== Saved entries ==
<<<<

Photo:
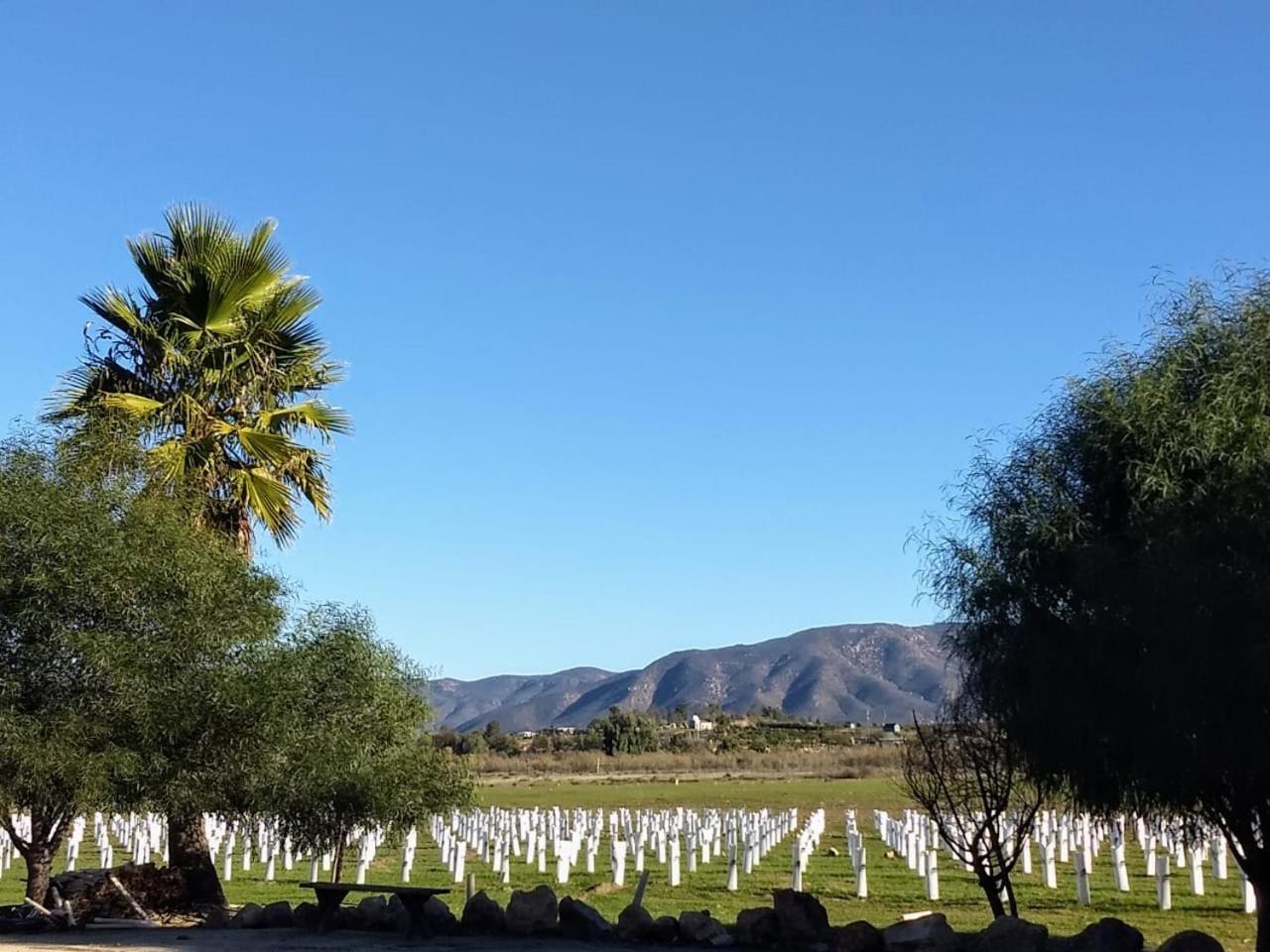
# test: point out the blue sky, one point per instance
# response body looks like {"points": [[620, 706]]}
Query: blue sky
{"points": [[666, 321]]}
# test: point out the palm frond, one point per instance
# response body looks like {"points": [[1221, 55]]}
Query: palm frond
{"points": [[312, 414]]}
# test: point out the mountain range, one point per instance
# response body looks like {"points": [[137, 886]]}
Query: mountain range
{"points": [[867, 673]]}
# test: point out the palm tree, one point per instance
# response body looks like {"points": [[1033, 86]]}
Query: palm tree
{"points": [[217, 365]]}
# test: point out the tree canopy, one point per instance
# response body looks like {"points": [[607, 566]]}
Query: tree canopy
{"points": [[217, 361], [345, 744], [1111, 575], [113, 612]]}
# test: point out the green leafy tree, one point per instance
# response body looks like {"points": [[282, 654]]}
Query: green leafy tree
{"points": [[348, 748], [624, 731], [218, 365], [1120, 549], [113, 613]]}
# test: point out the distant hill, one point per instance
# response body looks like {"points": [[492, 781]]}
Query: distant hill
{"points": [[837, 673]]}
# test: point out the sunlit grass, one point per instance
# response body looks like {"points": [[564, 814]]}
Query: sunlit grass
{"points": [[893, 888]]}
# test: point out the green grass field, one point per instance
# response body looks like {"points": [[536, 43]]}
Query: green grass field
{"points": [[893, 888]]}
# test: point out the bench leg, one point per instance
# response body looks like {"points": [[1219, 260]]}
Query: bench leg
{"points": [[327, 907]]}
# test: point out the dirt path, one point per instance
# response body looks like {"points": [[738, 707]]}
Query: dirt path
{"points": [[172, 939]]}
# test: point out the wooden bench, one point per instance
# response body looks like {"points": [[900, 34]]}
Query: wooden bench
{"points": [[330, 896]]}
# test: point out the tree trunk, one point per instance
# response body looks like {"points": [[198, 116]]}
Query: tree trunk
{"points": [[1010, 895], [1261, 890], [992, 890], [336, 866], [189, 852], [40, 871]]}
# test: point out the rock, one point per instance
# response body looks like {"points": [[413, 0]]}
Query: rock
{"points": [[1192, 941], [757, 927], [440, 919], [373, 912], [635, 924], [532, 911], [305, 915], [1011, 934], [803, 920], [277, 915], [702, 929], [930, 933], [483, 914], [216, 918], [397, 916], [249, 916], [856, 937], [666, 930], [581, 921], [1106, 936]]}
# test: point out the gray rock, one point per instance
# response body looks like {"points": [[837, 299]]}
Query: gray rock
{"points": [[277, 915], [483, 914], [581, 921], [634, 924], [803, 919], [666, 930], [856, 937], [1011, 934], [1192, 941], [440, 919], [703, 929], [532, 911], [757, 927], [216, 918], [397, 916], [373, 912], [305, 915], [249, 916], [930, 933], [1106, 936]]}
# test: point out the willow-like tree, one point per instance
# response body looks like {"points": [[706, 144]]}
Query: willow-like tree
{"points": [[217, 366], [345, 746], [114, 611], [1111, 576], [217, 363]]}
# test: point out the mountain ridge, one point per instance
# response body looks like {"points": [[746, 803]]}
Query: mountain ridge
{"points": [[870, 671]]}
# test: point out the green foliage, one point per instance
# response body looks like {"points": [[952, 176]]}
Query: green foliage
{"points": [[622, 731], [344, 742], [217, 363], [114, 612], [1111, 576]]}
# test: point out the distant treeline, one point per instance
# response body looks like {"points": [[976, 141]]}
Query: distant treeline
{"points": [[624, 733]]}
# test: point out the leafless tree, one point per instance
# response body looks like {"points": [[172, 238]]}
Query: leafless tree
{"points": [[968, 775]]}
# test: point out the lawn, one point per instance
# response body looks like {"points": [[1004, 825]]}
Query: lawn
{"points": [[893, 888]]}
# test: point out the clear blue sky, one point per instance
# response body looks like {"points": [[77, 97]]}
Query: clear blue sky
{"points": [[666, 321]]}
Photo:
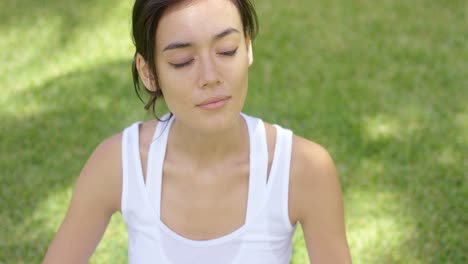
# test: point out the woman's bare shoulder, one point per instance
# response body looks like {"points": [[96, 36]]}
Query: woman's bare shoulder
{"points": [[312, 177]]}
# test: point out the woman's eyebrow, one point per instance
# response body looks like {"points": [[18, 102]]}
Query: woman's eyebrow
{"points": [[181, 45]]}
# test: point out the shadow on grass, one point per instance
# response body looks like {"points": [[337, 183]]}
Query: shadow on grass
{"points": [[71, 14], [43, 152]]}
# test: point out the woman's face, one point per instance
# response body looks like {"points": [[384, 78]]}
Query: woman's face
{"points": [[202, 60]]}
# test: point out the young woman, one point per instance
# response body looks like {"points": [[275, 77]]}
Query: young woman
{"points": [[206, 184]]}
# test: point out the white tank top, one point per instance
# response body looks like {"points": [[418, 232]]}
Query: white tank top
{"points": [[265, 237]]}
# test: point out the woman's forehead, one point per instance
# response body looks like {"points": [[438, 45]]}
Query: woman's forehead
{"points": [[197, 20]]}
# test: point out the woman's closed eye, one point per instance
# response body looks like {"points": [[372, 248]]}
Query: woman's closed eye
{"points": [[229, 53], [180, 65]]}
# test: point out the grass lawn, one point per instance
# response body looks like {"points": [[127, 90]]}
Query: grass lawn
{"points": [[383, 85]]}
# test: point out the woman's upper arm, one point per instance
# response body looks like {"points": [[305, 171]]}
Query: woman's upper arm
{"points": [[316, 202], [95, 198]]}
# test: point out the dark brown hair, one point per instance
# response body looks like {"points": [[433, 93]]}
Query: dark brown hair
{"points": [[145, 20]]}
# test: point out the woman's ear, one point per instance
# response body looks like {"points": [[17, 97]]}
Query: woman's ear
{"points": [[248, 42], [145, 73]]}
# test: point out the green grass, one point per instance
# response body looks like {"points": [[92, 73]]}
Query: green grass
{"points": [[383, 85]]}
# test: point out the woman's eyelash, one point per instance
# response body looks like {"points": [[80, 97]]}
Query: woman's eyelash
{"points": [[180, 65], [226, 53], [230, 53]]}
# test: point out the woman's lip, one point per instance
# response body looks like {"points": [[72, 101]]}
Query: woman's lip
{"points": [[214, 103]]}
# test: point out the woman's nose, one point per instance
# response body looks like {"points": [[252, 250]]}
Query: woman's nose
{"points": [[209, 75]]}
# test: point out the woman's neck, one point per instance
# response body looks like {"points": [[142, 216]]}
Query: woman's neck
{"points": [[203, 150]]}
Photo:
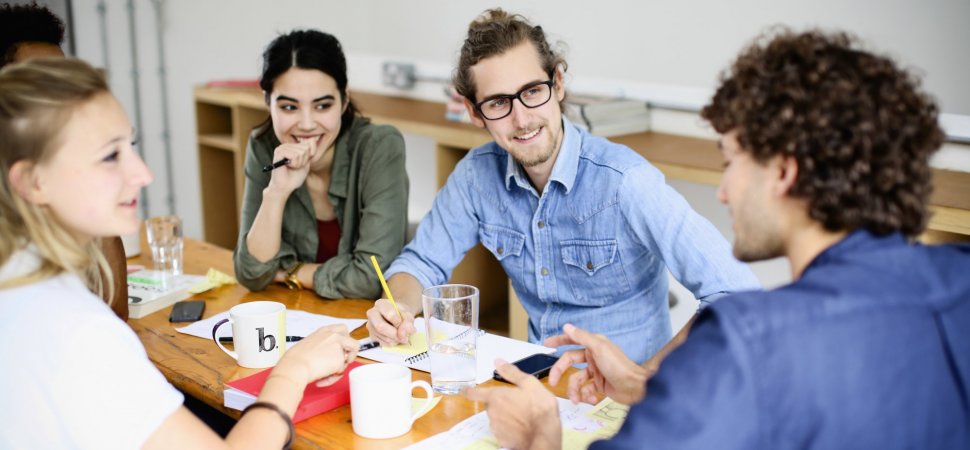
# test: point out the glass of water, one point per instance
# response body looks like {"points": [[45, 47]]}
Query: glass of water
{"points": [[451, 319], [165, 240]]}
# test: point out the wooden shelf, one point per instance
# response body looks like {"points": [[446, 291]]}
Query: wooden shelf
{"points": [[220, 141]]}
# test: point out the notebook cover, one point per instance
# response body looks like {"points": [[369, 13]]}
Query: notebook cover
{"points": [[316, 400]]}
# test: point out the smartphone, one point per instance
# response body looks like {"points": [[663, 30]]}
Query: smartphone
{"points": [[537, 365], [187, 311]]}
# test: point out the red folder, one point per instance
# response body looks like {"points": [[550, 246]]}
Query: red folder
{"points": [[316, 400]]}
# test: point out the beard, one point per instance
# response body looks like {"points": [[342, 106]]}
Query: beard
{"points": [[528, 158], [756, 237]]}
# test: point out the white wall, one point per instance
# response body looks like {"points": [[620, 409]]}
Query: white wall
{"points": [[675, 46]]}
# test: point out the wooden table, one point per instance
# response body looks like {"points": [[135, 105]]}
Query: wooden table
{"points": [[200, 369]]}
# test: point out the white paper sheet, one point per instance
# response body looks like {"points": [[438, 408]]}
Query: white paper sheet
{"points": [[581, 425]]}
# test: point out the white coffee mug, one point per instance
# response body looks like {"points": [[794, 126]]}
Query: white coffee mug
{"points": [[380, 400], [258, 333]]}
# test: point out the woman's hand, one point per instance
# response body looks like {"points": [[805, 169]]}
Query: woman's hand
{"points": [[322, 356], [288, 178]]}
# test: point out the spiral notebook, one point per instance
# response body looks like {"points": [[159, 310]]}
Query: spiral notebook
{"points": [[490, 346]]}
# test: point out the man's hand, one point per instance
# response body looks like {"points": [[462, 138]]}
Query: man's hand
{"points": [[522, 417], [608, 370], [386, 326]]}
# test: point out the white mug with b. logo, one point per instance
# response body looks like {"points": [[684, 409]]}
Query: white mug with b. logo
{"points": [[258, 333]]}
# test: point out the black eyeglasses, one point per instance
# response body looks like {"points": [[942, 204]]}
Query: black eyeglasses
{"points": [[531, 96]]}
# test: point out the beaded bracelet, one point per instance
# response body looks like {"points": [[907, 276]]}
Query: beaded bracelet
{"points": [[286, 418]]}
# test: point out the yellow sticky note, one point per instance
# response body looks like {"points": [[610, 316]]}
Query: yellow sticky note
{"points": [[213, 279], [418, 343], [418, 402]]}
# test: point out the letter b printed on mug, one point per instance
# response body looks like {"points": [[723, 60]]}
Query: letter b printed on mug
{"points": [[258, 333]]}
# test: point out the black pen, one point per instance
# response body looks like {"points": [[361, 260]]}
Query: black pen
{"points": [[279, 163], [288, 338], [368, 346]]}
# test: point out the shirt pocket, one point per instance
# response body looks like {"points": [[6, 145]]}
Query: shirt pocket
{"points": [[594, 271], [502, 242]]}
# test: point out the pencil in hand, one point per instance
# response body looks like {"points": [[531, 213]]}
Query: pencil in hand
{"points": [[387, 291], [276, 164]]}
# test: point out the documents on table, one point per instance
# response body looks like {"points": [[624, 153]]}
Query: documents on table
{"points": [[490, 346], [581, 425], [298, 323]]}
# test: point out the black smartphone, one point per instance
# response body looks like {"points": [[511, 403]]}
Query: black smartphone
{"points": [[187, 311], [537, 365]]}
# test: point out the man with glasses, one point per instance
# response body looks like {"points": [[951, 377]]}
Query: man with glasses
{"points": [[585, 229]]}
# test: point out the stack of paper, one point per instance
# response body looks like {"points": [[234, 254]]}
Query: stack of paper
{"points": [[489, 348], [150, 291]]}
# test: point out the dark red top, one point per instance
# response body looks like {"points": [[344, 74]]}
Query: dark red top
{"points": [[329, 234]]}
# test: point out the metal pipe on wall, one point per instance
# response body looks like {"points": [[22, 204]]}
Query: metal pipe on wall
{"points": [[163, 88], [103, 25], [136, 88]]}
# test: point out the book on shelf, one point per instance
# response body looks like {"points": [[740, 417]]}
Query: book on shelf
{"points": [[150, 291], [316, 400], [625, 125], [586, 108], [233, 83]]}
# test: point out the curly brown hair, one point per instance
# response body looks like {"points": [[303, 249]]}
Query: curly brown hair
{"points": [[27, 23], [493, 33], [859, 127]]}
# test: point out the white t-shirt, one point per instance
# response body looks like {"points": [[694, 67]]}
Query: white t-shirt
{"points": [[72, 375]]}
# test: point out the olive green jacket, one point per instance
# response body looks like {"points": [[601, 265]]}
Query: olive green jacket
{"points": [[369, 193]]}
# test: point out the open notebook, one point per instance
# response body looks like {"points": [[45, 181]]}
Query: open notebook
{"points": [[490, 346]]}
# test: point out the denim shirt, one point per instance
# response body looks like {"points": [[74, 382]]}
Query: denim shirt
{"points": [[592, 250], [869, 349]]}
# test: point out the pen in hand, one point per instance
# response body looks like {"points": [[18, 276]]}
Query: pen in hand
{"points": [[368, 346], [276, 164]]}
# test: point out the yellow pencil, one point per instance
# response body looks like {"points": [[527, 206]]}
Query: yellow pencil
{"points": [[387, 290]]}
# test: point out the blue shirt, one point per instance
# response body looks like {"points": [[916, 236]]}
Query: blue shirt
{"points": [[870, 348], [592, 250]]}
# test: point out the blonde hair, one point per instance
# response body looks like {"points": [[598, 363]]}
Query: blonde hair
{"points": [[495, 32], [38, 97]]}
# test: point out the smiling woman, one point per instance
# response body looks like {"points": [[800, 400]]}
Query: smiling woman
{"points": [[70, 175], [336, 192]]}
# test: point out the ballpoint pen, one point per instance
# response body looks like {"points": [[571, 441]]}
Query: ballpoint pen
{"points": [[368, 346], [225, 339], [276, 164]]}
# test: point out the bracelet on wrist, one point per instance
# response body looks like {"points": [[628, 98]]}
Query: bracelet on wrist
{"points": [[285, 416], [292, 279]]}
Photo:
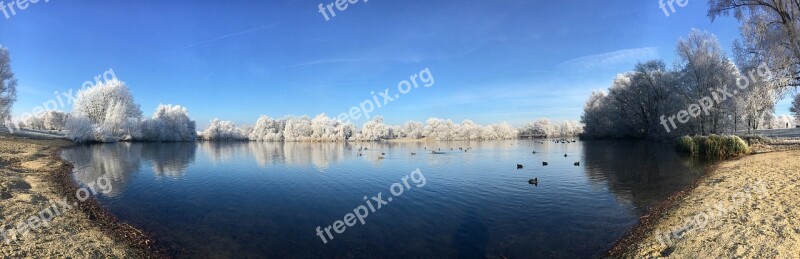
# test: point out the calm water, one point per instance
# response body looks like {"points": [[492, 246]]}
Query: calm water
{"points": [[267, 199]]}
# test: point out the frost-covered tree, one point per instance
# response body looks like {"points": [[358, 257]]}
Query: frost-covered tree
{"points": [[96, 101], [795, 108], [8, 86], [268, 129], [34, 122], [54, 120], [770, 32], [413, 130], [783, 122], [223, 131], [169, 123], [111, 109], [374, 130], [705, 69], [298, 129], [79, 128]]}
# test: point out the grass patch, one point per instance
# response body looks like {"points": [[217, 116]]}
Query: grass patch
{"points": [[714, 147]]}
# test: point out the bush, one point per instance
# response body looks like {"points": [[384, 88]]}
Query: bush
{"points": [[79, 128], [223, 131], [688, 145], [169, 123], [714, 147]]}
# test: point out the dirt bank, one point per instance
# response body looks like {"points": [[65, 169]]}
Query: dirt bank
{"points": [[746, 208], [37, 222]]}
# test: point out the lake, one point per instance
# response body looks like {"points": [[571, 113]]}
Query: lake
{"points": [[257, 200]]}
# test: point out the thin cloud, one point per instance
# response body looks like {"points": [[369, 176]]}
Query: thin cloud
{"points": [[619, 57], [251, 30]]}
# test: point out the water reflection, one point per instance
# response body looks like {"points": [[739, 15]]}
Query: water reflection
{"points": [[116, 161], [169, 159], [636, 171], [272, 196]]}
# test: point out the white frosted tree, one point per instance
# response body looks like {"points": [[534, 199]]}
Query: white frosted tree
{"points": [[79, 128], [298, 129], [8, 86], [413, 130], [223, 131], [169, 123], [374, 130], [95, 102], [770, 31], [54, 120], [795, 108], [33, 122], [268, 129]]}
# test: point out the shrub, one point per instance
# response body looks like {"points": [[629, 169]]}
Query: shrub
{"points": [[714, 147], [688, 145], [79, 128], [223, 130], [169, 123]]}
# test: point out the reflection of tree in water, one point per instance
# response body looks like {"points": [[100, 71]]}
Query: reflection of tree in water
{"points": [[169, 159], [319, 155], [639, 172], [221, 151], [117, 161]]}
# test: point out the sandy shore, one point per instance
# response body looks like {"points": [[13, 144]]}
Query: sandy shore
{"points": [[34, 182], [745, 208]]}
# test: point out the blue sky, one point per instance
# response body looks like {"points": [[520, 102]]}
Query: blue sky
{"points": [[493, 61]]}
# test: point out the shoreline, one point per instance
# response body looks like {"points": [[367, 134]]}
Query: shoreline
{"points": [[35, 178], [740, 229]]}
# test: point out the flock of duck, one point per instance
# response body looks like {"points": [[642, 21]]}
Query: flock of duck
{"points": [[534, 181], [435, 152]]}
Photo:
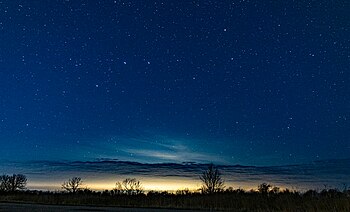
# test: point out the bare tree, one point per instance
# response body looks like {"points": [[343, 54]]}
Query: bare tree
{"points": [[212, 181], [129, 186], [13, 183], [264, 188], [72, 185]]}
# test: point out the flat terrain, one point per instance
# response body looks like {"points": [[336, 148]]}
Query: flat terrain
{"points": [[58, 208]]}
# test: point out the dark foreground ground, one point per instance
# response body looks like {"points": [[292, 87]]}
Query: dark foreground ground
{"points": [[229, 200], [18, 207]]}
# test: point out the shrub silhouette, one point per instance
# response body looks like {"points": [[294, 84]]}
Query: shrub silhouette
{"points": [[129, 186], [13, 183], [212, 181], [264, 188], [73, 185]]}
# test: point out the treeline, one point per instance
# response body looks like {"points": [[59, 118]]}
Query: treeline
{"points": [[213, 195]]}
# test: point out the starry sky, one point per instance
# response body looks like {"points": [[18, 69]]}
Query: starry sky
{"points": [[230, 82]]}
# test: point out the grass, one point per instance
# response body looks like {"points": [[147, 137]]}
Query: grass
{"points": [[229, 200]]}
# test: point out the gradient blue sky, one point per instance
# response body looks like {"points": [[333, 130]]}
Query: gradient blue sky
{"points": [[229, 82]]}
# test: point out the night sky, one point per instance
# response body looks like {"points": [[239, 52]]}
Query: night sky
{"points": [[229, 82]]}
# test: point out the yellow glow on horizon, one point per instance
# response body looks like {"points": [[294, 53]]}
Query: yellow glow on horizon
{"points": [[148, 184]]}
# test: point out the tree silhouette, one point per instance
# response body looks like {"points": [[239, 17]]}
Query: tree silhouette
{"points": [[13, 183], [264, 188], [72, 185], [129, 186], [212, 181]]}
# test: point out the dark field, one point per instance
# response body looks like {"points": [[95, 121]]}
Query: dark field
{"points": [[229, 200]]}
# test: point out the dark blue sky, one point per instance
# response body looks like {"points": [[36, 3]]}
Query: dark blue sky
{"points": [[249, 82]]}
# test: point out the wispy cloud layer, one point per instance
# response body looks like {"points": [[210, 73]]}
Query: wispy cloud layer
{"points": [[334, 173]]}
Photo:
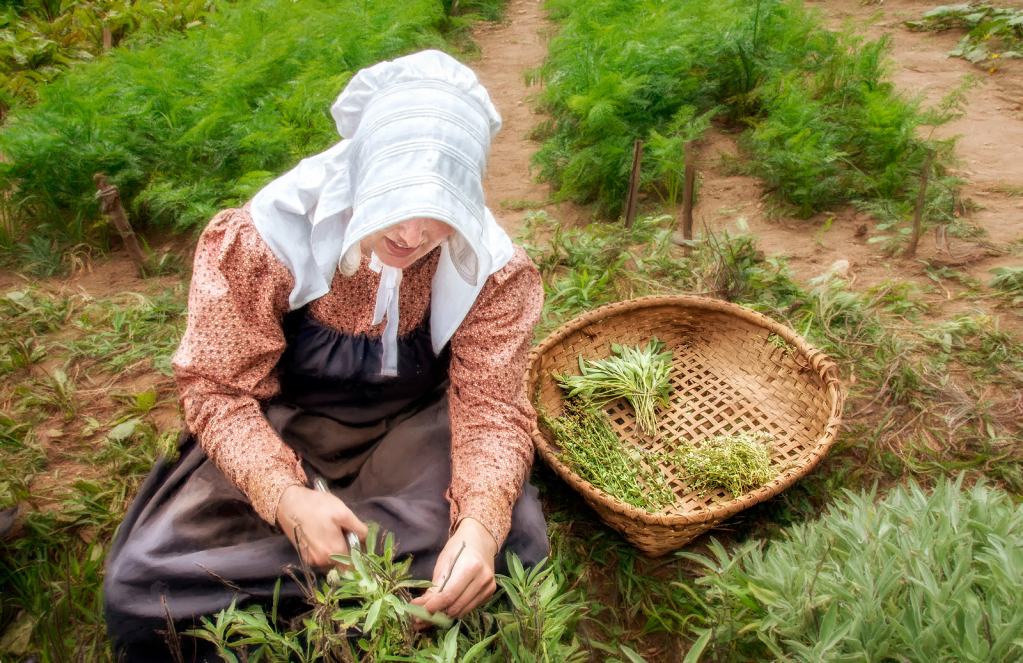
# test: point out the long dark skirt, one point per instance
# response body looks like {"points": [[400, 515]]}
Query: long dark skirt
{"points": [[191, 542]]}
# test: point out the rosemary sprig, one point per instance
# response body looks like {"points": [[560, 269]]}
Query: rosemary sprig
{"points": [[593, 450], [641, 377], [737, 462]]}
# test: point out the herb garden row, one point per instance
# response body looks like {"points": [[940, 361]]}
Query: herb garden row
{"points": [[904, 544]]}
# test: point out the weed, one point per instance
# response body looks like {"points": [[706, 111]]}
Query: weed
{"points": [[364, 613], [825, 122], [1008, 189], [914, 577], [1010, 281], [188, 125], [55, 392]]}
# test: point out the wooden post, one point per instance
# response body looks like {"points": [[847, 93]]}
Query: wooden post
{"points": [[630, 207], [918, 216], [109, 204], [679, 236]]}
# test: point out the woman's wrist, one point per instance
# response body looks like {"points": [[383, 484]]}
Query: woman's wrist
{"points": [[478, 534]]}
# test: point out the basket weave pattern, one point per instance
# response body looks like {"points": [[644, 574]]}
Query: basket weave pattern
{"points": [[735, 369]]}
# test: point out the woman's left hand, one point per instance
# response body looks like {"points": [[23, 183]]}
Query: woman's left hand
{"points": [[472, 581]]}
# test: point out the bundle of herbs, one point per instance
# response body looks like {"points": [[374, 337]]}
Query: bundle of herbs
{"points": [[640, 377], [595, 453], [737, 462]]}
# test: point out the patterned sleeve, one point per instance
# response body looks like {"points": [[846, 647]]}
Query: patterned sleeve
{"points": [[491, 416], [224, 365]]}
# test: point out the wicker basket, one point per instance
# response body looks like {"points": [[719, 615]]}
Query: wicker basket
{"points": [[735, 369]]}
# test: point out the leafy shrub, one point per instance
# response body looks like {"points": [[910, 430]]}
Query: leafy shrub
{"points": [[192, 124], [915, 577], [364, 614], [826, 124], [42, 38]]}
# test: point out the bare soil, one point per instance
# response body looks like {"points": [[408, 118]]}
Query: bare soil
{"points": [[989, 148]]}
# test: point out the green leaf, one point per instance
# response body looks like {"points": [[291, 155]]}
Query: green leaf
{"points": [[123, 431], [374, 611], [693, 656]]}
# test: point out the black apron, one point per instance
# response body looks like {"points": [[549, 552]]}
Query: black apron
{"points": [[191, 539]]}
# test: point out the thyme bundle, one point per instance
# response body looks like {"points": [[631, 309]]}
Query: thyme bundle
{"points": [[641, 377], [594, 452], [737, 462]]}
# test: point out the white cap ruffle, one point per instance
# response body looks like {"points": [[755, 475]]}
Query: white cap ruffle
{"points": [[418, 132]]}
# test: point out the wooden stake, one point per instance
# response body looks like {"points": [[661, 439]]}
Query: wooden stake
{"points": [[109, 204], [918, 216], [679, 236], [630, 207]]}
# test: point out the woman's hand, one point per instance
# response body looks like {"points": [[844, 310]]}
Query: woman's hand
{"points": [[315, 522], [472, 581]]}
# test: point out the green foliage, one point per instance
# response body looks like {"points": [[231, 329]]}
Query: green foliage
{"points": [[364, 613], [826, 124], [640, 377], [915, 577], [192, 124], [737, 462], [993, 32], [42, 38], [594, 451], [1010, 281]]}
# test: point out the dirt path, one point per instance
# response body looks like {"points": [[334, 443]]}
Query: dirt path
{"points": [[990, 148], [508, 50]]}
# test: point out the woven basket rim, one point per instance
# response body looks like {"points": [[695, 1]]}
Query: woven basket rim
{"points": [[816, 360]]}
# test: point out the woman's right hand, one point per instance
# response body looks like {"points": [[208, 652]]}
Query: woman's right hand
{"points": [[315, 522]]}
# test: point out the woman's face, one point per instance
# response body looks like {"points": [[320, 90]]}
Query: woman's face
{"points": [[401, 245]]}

>>>>

When copying from the data above, print only the lines from the line containing "Query: yellow glow on horizon" to the line containing "# test: point out the weed, one", exactly, and leave the pictures out.

Query: yellow glow on horizon
{"points": [[148, 184]]}
# test: point out the tree silhouette, one point per instance
# response body looks like {"points": [[239, 17]]}
Query: tree silhouette
{"points": [[13, 183], [264, 188], [72, 185], [129, 186], [212, 181]]}
# test: point out the dark field, one point per instance
# response body looks like {"points": [[95, 121]]}
Query: dark field
{"points": [[229, 200]]}
# test: point out the dark blue sky, one point per instance
# response body looks like {"points": [[36, 3]]}
Query: dark blue sky
{"points": [[249, 82]]}
# test: point out the wispy cloud layer, one point per instance
# response body looks like {"points": [[210, 73]]}
Query: wispy cloud layer
{"points": [[334, 173]]}
Photo:
# test: point out the long dark skirt, one point per instance
# response body looks like {"points": [[400, 515]]}
Query: long dark skirt
{"points": [[191, 542]]}
# test: point out the rosemary sprig, one point per instance
# response body looks like {"points": [[560, 269]]}
Query: rosemary sprig
{"points": [[593, 450], [641, 377], [737, 462]]}
# test: point out the herb garden row, one point per instance
# response body looks like {"points": [[940, 361]]}
Query: herb garden row
{"points": [[904, 544]]}
# test: point out the weed, one point per instance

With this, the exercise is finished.